**Given problem:**
Copy everything from the line containing "any car door" down to the line containing "[498, 124, 578, 286]", putting "snug" in place of "tight" and leaving everything else unchanged.

**Material to process:**
-- begin --

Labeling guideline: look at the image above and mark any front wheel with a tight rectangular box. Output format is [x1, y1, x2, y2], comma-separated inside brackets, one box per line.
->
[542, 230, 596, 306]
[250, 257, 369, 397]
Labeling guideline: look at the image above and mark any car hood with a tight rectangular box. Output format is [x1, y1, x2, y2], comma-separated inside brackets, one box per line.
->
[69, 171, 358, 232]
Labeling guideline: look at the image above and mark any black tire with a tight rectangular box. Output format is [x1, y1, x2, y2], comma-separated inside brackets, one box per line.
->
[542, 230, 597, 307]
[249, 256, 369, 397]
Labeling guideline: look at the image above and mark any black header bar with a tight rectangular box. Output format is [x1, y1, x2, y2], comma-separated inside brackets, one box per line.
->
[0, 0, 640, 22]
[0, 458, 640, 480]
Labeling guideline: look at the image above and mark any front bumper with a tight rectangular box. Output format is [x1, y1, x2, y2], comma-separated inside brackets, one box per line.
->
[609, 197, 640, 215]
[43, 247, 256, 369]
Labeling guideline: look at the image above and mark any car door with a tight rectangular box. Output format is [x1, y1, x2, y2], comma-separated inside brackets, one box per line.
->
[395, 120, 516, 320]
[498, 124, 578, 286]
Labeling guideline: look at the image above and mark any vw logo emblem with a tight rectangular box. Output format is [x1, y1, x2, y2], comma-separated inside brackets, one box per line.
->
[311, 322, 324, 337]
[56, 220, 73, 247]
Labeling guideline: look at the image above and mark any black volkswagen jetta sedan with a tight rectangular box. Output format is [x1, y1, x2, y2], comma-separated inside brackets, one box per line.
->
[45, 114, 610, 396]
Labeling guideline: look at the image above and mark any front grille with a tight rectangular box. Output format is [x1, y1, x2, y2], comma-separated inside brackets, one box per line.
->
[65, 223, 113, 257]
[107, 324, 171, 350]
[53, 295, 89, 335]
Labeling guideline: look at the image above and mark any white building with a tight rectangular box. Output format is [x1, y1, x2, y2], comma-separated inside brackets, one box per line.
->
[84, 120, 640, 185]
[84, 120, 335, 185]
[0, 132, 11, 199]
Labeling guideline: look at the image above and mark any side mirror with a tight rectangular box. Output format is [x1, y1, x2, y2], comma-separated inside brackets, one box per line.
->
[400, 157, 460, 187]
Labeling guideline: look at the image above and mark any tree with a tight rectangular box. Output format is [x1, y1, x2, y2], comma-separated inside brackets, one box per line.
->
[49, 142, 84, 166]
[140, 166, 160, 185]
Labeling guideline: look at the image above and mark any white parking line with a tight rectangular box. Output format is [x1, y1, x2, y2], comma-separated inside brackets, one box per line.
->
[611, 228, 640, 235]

-- end --
-- begin --

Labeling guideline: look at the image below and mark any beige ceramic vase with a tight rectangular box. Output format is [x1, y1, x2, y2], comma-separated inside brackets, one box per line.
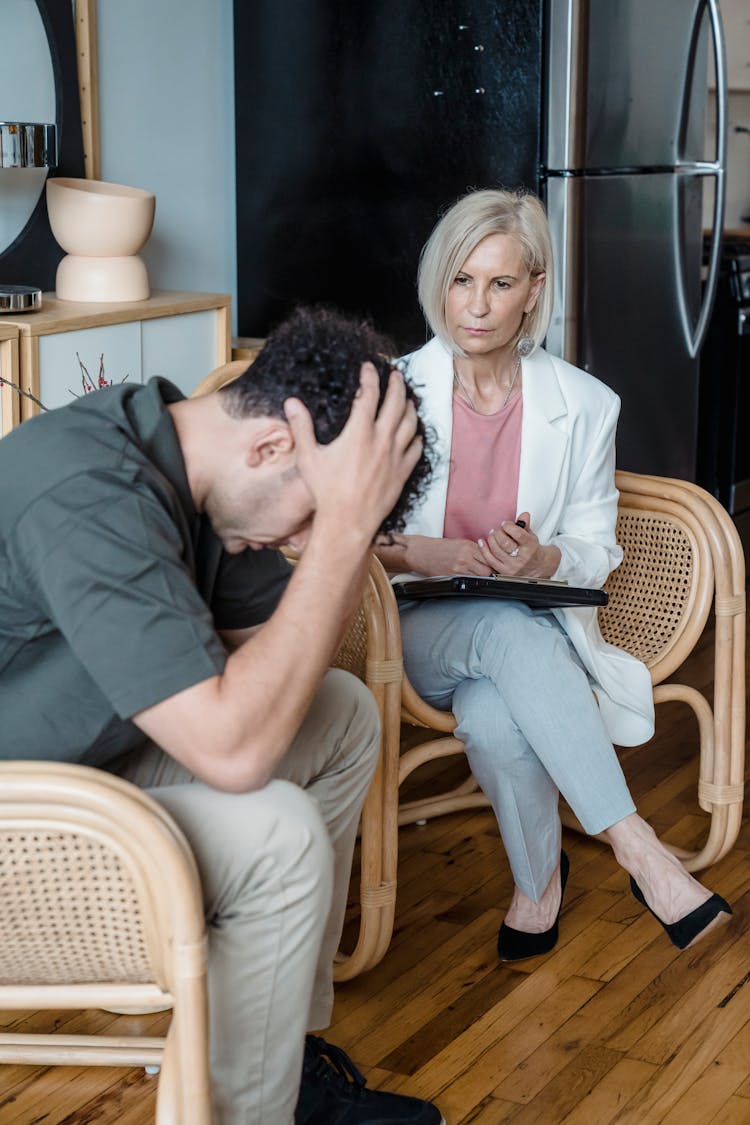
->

-- end --

**Solution:**
Labeling guideline: look at the image above and mark any car door with a snug rectangular box. Output format is [x1, y1, x2, y2], comma-separated inside brackets, one box per line.
->
[395, 120, 516, 320]
[498, 124, 578, 286]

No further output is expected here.